» What is being asked
Below is a set of records; reproduce them exactly without their pictures.

Stored data entries
-- Opening Marker --
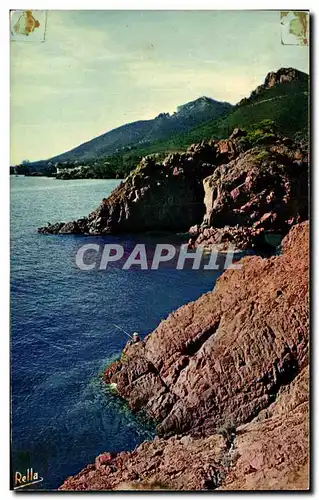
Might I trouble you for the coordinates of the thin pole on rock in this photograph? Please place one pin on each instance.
(119, 328)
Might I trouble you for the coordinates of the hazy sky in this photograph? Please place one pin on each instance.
(100, 69)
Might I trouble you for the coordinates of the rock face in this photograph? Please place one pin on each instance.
-- Closing Marker --
» Output below
Might I trouble you for the coordinates of the thin pole on rock in this photograph? Please place one pin on each instance.
(119, 328)
Might I trouble you for the coordinates of the hazy sky in this photograph? Please place one pin on each instance.
(100, 69)
Might I trouble you for the coordinates of the rock face in this photograph? Please place one pin on each instance.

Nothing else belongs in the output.